» REQUIRED TASK
Output every line exactly as written. Leave out pictures.

Position identification records
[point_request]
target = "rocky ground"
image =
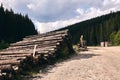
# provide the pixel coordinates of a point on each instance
(98, 63)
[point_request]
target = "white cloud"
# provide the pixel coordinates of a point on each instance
(53, 14)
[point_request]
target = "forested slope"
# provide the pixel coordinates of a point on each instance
(102, 28)
(13, 27)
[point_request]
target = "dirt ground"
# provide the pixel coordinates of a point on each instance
(98, 63)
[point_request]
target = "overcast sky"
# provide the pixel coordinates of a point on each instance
(49, 15)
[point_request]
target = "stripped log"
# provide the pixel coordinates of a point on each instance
(49, 46)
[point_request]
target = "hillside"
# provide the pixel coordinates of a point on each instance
(102, 28)
(13, 27)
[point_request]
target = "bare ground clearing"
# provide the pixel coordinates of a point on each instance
(98, 63)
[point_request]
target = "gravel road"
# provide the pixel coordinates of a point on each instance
(98, 63)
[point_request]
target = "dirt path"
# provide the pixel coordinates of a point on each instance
(96, 64)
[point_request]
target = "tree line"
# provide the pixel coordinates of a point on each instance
(96, 30)
(13, 27)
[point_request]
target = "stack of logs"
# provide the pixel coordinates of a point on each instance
(47, 45)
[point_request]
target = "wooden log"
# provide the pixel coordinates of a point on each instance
(48, 34)
(7, 62)
(5, 67)
(27, 50)
(32, 46)
(9, 58)
(36, 40)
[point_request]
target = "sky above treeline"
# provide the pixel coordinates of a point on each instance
(49, 15)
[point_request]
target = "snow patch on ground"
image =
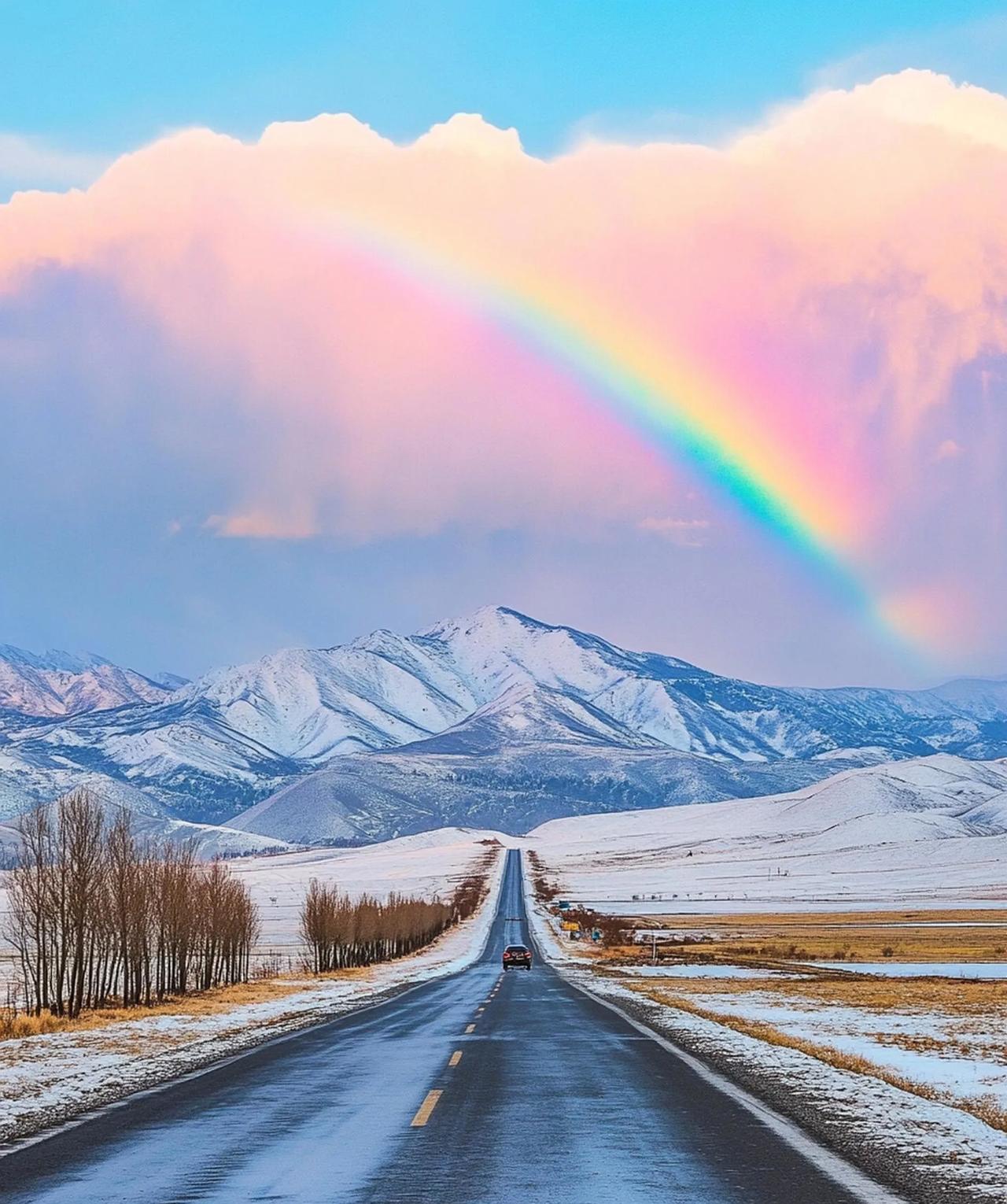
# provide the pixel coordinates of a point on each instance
(50, 1078)
(931, 1150)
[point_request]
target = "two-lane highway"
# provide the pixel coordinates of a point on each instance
(484, 1088)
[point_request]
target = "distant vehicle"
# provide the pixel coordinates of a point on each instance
(518, 956)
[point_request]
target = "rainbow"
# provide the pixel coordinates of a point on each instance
(672, 404)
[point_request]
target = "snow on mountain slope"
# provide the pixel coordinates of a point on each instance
(153, 822)
(64, 684)
(375, 796)
(489, 686)
(934, 827)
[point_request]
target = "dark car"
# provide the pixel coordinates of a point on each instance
(518, 955)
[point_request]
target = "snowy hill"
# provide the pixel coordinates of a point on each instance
(934, 827)
(496, 701)
(378, 796)
(153, 822)
(63, 684)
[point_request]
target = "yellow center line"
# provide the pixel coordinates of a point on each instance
(426, 1108)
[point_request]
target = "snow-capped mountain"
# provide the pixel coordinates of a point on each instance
(152, 822)
(495, 699)
(377, 796)
(928, 829)
(65, 684)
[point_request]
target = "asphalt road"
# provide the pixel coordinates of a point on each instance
(483, 1088)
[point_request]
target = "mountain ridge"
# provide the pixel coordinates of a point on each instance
(500, 694)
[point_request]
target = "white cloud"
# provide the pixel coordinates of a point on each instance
(29, 161)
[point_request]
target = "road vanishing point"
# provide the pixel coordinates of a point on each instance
(478, 1088)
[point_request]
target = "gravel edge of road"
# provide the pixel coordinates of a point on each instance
(157, 1070)
(854, 1133)
(920, 1178)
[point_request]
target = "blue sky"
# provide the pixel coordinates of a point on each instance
(90, 79)
(87, 490)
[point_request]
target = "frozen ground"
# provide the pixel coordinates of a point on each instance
(922, 1144)
(930, 832)
(918, 969)
(61, 1074)
(961, 1055)
(430, 865)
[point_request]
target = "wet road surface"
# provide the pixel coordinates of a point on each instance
(480, 1088)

» EXERCISE OUTPUT
[point_request]
target = "rocky ground"
image =
# provide the pixel coordinates of a point on each instance
(98, 63)
[point_request]
target = "white cloud"
# provide the pixel coordinates of a point on each instance
(53, 14)
[point_request]
target = "forested slope"
# provide the pixel coordinates of a point on each instance
(102, 28)
(13, 27)
[point_request]
target = "dirt ground"
# provide the pixel coordinates of a point on each instance
(98, 63)
[point_request]
target = "overcast sky"
# provide the pixel coordinates of a point on each instance
(49, 15)
[point_request]
target = "stripped log"
# provide the pixel coordinates of a point on each instance
(49, 46)
[point_request]
target = "hillside"
# provide the pixel coordinates of a point on each instance
(102, 28)
(13, 27)
[point_request]
target = "bare ground clearing"
# provide the pixel coordinates of a point on each instance
(98, 63)
[point_request]
target = "gravel road"
# provide the pixel coordinates of a point on each instance
(98, 63)
[point_request]
target = "dirt path"
# provide the pixel coordinates of a point on each instance
(96, 64)
[point_request]
target = "tree line"
# provide the pixel coordinates of a point on each instance
(96, 30)
(13, 27)
[point_request]
target = "stack of logs"
# provide the pixel coordinates of a point on each instance
(47, 45)
[point_request]
target = "wooden log"
# provide the pixel coordinates of a point on each instance
(48, 34)
(7, 62)
(5, 67)
(27, 50)
(32, 46)
(9, 58)
(36, 40)
[point_request]
target = "sky above treeline"
# provide the pixel coordinates of a point on each instance
(49, 15)
[point_request]
target = "snow patch on ground"
image =
# provide the pixel coordinates of a point on each instance
(50, 1078)
(931, 1150)
[point_request]
target = "two-lane highway"
# provide the pixel coordinates of a point on each instance
(484, 1088)
[point_request]
target = "distant vehicle"
# provide the pixel coordinates of a point on each instance
(518, 956)
[point_request]
target = "rainbow"
# provide the pixel coordinates of a point on each instance
(672, 404)
[point_request]
target = "snow on mountain slope"
# provide the pixel coordinates of a point on each instance
(153, 822)
(64, 684)
(375, 796)
(489, 686)
(934, 827)
[point_request]
target = "dark car"
# provide the pixel coordinates of a point on each instance
(518, 955)
[point_request]
target = "snowy hill"
# provide the pixel coordinates of a point on each instance
(934, 827)
(496, 701)
(378, 796)
(153, 822)
(63, 684)
[point_request]
target = "yellow center line"
# provide the pixel coordinates of a point on each instance
(426, 1108)
[point_request]
target = "snow-capped mountain"
# provide the pixel coordinates of a point on each instance
(152, 822)
(495, 699)
(377, 796)
(928, 829)
(65, 684)
[point_request]
target = "asphalt road"
# provide the pixel coordinates of a point on each instance
(483, 1088)
[point_request]
target = "mountain ridge"
# provide the pixel coordinates of a point on each instance
(500, 694)
[point_request]
target = "white cloud"
# provide the pixel coordinates of a point on each instance
(29, 161)
[point_request]
target = "road vanishing point"
# provide the pixel coordinates of a point on each instance
(478, 1088)
[point_request]
target = "gravel edge of road"
# provide the pixel coordinates of a point on each instance
(157, 1070)
(854, 1133)
(920, 1178)
[point_request]
target = "blue sky"
# provide the pixel coordinates of a point on each instance
(90, 79)
(87, 490)
[point_request]
target = "frozen ground"
# provide the pixel coordinates of a point on each instance
(922, 1144)
(930, 832)
(918, 969)
(61, 1074)
(961, 1055)
(430, 865)
[point_request]
target = "wet road surface"
# provide the pixel coordinates of a point on each instance
(480, 1088)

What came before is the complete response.